TASKS TO PERFORM:
A – Please list every building or room mentioned in the guard-duty account.
B – Rewrite the guard-duty account from "His bellowing aroused" to "9am next morning.", substituting "nightjar" for "owl".

EXTRACT:
-*-*-

His bellowing aroused the rest of the guard, who all came tumbling out of the hut in various states of undress. The guard commander was almost frenzied. Doddy then set about him, telling him what he thought of the sentries in general, and me in particular. A deathly silence then descended on the wooded glade. Doddy stomped off, after making copious notes in his book. The guard commander stood there speechless. Among us lads there was an air of expectancy, to being well and truly trampled into the mud. Suddenly an owl hooted and Aggie Moss burst out laughing. That galvanised the guard commander into action. He took refuge in his little book, taking all our names and numbers, and inviting us to a lovely little party in the company office at 9am next morning.
The rest of the night passed without incident. Both Doddy and the guard commander came up trumps in the end. They came into the guardroom before we were relieved, gave us a lecture on the duties of a sentry. Then excused our lapses by saying we were all civilians at heart, and we would none of us ever make decent soldiers.

-*-*-

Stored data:
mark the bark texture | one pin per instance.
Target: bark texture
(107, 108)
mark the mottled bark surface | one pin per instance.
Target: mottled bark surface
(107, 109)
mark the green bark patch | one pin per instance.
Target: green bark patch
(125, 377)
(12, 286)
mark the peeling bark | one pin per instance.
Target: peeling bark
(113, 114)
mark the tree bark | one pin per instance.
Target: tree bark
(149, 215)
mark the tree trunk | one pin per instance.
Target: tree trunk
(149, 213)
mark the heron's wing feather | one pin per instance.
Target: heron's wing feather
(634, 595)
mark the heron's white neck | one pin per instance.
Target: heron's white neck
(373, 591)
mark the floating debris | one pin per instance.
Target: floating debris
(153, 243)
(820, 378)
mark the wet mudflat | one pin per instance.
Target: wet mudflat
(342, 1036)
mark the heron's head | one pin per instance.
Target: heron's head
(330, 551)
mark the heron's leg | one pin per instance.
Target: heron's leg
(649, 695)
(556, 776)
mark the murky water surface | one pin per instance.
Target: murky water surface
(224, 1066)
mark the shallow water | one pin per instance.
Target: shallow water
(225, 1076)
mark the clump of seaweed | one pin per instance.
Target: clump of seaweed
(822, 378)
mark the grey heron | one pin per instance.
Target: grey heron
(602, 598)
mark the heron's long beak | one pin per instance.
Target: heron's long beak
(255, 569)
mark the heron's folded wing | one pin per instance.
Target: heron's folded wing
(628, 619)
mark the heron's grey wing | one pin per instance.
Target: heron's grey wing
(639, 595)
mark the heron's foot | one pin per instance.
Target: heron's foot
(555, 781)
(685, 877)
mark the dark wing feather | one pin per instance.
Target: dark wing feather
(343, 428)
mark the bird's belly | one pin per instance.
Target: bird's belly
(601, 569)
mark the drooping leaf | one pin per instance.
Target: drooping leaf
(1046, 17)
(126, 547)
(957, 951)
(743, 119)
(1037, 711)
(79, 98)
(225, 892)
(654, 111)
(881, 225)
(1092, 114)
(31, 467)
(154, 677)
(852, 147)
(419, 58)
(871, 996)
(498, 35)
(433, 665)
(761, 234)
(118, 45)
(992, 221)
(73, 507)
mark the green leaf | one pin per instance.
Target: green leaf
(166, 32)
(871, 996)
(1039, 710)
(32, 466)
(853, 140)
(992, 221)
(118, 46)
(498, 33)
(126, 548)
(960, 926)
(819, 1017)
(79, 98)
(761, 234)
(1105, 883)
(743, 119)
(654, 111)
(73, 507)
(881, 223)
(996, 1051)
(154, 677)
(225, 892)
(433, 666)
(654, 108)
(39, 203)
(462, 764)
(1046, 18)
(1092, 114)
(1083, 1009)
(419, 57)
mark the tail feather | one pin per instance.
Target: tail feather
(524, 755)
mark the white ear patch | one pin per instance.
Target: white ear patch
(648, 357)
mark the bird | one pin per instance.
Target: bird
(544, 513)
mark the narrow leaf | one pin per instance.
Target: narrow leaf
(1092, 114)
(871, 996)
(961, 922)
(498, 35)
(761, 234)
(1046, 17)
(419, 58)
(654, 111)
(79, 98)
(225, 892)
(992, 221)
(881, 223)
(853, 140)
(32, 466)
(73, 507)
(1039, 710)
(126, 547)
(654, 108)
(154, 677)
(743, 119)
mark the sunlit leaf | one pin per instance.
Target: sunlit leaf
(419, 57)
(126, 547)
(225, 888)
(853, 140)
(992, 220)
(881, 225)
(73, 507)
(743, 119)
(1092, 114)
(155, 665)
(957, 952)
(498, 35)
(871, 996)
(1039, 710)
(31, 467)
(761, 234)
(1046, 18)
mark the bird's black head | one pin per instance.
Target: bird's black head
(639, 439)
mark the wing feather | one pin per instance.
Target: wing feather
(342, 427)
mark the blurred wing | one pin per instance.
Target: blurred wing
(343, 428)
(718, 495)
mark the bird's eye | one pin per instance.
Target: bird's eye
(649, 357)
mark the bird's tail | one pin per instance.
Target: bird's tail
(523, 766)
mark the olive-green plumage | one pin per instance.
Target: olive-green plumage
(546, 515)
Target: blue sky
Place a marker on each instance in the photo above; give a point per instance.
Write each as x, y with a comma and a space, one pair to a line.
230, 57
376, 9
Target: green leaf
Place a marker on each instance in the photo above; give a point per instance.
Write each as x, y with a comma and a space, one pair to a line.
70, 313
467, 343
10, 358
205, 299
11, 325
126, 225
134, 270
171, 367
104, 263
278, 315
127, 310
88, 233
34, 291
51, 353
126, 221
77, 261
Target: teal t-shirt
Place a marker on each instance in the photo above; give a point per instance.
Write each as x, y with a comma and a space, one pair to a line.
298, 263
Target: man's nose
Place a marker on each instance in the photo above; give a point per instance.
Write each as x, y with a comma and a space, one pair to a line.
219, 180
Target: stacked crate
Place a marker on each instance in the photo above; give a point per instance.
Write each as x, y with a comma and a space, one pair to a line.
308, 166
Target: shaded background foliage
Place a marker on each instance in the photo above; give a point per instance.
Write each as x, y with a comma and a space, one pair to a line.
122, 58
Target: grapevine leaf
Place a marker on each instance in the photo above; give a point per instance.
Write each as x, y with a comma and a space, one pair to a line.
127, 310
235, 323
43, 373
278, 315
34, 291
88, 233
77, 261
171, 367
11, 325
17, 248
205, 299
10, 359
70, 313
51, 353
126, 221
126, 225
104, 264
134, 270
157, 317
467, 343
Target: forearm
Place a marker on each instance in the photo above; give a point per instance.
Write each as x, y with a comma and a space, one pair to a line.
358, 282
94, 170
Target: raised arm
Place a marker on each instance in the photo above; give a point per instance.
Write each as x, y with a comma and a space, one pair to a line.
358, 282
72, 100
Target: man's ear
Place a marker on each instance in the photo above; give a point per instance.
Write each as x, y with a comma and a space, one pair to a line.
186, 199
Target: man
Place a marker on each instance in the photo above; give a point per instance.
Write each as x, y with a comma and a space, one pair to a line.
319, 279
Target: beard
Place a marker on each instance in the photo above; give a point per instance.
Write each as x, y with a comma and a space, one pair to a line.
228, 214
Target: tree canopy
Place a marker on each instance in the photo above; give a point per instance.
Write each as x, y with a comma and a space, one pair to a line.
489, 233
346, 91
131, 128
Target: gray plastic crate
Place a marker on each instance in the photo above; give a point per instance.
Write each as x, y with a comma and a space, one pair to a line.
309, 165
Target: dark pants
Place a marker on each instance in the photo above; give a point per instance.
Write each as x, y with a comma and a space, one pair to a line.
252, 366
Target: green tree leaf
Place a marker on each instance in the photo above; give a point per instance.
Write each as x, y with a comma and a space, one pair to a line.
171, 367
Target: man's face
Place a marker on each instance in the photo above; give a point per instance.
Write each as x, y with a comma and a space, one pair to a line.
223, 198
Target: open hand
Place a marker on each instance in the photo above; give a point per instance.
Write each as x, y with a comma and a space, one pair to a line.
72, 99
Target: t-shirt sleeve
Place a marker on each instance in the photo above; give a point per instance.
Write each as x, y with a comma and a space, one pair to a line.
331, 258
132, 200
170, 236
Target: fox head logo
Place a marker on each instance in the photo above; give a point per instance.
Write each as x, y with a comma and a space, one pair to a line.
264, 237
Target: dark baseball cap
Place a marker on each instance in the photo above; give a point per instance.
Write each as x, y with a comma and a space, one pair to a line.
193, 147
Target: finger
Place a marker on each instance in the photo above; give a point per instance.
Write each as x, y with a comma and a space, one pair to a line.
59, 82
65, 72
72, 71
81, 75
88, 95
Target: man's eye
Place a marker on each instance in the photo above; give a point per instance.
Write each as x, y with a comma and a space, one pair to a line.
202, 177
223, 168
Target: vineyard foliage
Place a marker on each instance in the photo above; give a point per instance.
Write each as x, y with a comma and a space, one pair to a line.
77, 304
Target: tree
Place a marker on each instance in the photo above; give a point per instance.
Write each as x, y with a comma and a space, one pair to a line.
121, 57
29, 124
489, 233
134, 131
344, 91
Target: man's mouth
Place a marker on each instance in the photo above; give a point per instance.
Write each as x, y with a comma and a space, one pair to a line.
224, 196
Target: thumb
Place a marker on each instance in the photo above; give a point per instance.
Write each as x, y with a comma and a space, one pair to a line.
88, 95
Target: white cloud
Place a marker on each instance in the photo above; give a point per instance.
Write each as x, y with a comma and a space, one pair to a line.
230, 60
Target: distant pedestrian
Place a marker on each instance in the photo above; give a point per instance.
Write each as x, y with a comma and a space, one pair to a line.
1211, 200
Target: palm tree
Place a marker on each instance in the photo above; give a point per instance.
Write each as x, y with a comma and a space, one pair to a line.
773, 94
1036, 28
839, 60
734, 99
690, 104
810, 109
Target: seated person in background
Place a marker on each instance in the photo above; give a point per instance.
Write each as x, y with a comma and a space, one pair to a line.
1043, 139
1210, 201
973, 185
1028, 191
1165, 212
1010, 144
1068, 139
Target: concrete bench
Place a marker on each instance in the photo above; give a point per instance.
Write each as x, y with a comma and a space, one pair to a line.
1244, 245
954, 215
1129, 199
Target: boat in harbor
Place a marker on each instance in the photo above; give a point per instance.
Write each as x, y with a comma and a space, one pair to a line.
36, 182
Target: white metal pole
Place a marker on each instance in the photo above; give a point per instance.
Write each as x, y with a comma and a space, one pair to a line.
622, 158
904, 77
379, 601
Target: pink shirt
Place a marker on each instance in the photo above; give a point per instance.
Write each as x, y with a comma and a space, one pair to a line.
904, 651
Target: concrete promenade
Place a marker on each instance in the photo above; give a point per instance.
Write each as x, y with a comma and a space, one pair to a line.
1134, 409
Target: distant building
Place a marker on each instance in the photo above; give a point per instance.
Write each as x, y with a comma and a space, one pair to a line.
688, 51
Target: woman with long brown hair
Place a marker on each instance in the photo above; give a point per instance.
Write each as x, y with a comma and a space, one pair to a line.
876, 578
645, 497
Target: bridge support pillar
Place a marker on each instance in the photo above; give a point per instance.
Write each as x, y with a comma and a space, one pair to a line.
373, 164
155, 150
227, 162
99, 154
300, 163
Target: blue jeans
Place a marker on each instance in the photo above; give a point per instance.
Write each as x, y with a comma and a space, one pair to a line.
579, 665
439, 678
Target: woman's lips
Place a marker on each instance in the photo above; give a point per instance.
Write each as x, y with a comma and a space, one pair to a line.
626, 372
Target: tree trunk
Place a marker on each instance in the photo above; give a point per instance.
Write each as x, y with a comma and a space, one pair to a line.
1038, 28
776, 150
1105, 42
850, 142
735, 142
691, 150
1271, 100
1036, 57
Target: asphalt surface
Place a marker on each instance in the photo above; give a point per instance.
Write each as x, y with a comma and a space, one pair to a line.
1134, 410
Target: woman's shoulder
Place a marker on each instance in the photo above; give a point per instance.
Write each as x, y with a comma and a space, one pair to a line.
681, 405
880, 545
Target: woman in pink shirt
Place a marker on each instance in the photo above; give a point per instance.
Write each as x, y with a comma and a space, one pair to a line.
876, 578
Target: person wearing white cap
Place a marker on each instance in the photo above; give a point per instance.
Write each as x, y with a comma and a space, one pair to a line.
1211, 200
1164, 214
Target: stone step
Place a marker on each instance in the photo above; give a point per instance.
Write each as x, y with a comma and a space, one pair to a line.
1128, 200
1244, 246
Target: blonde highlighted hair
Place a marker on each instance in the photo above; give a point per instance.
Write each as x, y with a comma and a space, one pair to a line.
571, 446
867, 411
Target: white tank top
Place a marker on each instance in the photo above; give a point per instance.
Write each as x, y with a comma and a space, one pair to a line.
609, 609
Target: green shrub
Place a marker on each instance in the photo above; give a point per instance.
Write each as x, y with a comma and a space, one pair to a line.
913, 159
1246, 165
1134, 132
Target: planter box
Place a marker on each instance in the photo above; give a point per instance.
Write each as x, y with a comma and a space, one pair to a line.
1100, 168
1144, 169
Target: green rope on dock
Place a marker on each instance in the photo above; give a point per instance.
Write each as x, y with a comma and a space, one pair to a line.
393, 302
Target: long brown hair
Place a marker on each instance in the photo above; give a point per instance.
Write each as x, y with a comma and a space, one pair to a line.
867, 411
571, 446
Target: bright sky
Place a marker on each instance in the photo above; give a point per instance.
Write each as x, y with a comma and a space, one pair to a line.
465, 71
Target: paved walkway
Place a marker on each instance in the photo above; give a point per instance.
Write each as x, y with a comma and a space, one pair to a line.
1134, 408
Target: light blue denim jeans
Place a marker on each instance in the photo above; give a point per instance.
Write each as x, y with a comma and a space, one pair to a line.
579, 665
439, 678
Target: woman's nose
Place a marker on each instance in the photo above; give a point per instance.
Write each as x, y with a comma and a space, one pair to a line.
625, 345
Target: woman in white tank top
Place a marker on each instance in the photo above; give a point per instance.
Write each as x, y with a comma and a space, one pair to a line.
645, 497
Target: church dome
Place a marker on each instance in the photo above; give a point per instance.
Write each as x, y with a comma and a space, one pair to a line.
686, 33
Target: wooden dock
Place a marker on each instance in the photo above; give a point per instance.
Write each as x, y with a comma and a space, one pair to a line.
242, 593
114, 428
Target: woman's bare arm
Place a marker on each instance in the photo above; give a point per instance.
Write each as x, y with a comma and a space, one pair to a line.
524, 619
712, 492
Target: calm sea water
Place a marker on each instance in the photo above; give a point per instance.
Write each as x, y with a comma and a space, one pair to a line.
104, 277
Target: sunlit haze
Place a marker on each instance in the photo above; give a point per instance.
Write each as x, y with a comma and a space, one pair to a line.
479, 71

-*-*-

EXERCISE RESPONSES:
A –
the hut
the company office
the guardroom

B –
His bellowing aroused the rest of the guard, who all came tumbling out of the hut in various states of undress. The guard commander was almost frenzied. Doddy then set about him, telling him what he thought of the sentries in general, and me in particular. A deathly silence then descended on the wooded glade. Doddy stomped off, after making copious notes in his book. The guard commander stood there speechless. Among us lads there was an air of expectancy, to being well and truly trampled into the mud. Suddenly an nightjar hooted and Aggie Moss burst out laughing. That galvanised the guard commander into action. He took refuge in his little book, taking all our names and numbers, and inviting us to a lovely little party in the company office at 9am next morning.